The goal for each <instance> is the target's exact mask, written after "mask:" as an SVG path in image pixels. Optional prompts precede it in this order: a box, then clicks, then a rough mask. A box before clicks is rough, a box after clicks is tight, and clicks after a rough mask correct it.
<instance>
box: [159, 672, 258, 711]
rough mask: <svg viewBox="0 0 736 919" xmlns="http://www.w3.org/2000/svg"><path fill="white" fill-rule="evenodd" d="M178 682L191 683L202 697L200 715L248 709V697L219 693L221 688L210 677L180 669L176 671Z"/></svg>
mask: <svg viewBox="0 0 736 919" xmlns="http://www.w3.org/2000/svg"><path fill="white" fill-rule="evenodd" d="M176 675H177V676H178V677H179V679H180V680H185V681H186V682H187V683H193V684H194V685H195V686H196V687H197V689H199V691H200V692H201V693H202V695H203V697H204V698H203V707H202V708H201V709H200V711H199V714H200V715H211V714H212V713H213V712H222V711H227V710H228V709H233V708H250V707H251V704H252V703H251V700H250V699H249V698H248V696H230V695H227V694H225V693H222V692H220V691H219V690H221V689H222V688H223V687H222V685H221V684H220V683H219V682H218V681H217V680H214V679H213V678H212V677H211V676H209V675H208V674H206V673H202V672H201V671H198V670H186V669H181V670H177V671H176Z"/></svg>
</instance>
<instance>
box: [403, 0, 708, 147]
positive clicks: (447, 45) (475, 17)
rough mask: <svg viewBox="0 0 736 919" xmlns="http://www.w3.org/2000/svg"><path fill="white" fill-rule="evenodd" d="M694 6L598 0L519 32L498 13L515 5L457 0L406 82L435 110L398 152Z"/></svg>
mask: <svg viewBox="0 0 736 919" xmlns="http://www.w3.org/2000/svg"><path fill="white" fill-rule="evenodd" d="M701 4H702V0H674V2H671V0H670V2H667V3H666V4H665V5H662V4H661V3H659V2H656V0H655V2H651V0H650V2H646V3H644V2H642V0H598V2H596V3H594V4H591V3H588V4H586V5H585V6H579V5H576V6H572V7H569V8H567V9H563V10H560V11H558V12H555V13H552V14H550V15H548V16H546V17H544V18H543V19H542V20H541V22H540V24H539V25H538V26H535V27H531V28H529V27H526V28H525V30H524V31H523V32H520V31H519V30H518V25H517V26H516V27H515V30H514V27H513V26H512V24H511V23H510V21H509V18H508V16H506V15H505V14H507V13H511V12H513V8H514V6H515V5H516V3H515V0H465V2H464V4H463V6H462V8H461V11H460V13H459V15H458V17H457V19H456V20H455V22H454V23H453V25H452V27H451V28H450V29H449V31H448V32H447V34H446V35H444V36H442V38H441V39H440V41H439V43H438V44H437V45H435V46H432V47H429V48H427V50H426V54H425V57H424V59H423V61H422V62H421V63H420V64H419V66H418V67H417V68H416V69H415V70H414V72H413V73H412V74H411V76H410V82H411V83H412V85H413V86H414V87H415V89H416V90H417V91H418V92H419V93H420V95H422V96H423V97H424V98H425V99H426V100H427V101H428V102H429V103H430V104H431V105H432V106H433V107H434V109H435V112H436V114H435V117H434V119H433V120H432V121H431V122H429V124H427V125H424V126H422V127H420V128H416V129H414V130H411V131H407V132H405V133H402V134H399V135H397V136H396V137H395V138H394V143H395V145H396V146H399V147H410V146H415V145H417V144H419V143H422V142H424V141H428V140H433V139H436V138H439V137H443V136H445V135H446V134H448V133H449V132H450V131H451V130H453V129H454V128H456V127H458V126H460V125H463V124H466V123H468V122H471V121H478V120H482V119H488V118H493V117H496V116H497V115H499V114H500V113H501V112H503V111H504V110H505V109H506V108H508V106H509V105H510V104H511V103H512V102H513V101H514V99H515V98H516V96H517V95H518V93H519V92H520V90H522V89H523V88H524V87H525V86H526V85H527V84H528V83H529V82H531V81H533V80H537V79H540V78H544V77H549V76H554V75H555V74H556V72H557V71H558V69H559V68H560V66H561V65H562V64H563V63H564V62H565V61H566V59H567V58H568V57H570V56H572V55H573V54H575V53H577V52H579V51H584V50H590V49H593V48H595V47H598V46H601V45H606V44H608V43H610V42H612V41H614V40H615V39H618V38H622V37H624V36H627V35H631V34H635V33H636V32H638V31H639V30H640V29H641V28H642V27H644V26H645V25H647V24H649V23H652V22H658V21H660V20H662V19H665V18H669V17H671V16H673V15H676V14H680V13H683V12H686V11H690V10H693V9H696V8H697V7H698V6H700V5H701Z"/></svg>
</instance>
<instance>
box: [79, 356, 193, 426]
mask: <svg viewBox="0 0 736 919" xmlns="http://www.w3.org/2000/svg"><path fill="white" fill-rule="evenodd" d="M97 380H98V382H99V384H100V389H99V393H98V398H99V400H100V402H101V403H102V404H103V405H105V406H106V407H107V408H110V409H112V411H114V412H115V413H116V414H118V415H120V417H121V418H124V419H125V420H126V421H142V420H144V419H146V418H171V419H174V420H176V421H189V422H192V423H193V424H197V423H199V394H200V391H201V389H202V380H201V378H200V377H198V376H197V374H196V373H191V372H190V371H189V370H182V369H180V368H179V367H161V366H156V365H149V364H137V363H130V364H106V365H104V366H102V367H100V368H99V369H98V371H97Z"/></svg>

#### EXERCISE AIM:
Reproduce all of the items above, switching every occurrence of "rough mask" to "coarse mask" and leaving everything else unchanged.

#### ANSWER BELOW:
The goal for each <instance> is the target's exact mask, written after "mask:" as an SVG path in image pixels. Optional prompts precede it in this order: a box, then clicks, then a coarse mask. A box before clicks is rough, a box after clicks is tight, and clicks after a coarse mask correct it.
<instance>
box: [159, 672, 258, 711]
coarse mask: <svg viewBox="0 0 736 919" xmlns="http://www.w3.org/2000/svg"><path fill="white" fill-rule="evenodd" d="M178 682L191 683L202 697L200 715L248 709V697L219 693L221 688L210 677L180 669L176 671Z"/></svg>
mask: <svg viewBox="0 0 736 919" xmlns="http://www.w3.org/2000/svg"><path fill="white" fill-rule="evenodd" d="M176 675H177V676H178V677H179V679H180V680H185V681H186V682H187V683H193V684H194V685H195V686H196V687H197V689H199V691H200V692H201V693H202V695H203V697H204V698H203V707H202V708H201V709H200V711H199V714H200V715H211V714H212V713H213V712H222V711H227V710H228V709H233V708H250V707H251V704H252V703H251V700H250V699H249V698H248V696H230V695H227V694H225V693H222V692H220V691H219V690H221V689H222V688H223V687H222V685H221V684H220V683H219V682H218V681H217V680H214V679H213V678H212V677H211V676H209V675H208V674H206V673H202V672H201V671H198V670H186V669H181V670H177V671H176Z"/></svg>
</instance>
<instance>
box: [403, 0, 708, 147]
positive clicks: (447, 45) (475, 17)
coarse mask: <svg viewBox="0 0 736 919" xmlns="http://www.w3.org/2000/svg"><path fill="white" fill-rule="evenodd" d="M694 6L598 0L519 32L498 13L515 5L457 0L406 82L435 110L398 152Z"/></svg>
mask: <svg viewBox="0 0 736 919" xmlns="http://www.w3.org/2000/svg"><path fill="white" fill-rule="evenodd" d="M701 4H702V0H674V2H671V0H670V2H667V3H666V4H665V5H662V4H661V3H659V2H656V0H655V2H651V0H650V2H646V3H644V2H642V0H598V2H596V3H594V4H591V3H588V4H586V5H585V6H579V5H576V6H572V7H569V8H567V9H563V10H560V11H558V12H555V13H552V14H550V15H548V16H546V17H544V18H543V19H542V20H541V22H540V24H539V25H538V26H535V27H531V28H529V27H526V28H525V30H524V31H523V32H520V31H519V30H518V25H517V26H516V27H515V30H514V27H513V26H512V24H511V23H510V21H509V18H508V16H506V15H505V14H507V13H511V12H513V8H514V6H515V5H516V3H515V0H465V2H464V4H463V6H462V8H461V11H460V13H459V15H458V17H457V19H456V20H455V22H454V23H453V25H452V27H451V28H450V29H449V31H448V32H447V34H446V35H444V36H442V38H441V39H440V41H439V43H438V44H437V45H435V46H432V47H429V48H427V50H426V54H425V57H424V59H423V61H422V62H421V63H420V64H419V66H418V67H417V68H416V69H415V70H414V72H413V73H412V74H411V76H410V82H411V83H412V85H413V86H414V87H415V89H416V90H417V91H418V92H419V93H420V95H422V96H423V97H424V98H425V99H426V100H427V101H428V102H429V103H430V104H431V105H432V106H433V107H434V109H435V112H436V114H435V117H434V119H433V120H432V121H431V122H429V124H427V125H424V126H422V127H420V128H416V129H414V130H411V131H407V132H405V133H402V134H399V135H397V136H396V137H395V138H394V143H395V145H396V146H399V147H410V146H415V145H417V144H419V143H422V142H424V141H428V140H433V139H436V138H439V137H443V136H445V135H446V134H448V133H449V132H450V131H451V130H453V129H454V128H456V127H458V126H460V125H463V124H466V123H468V122H471V121H478V120H482V119H488V118H493V117H496V116H497V115H499V114H500V113H501V112H503V111H504V110H505V109H506V108H508V106H509V105H510V104H511V103H512V102H513V101H514V99H515V98H516V96H517V95H518V93H519V92H520V90H522V89H523V88H524V87H525V86H526V85H527V84H528V83H529V82H531V81H533V80H537V79H540V78H544V77H549V76H554V75H555V74H556V72H557V71H558V69H559V68H560V66H561V65H562V64H563V63H564V62H565V61H566V59H567V58H568V57H570V56H572V55H573V54H575V53H577V52H579V51H584V50H590V49H593V48H595V47H598V46H601V45H606V44H608V43H610V42H612V41H614V40H615V39H618V38H622V37H624V36H627V35H631V34H635V33H636V32H638V31H639V30H640V29H641V28H642V27H644V26H645V25H647V24H649V23H652V22H658V21H660V20H662V19H665V18H669V17H671V16H673V15H676V14H680V13H683V12H686V11H690V10H693V9H696V8H697V7H698V6H700V5H701Z"/></svg>
</instance>
<instance>
box: [79, 356, 193, 426]
mask: <svg viewBox="0 0 736 919" xmlns="http://www.w3.org/2000/svg"><path fill="white" fill-rule="evenodd" d="M97 380H98V382H99V384H100V389H99V393H98V398H99V400H100V402H101V403H102V404H103V405H105V406H106V407H107V408H110V409H112V411H114V412H115V413H116V414H118V415H120V417H121V418H124V419H125V420H126V421H142V420H144V419H146V418H171V419H174V420H176V421H189V422H192V423H193V424H197V423H199V394H200V391H201V389H202V380H201V378H200V377H198V376H197V374H196V373H191V372H190V371H189V370H182V369H180V368H179V367H161V366H156V365H149V364H137V363H130V364H106V365H104V366H102V367H100V368H99V369H98V371H97Z"/></svg>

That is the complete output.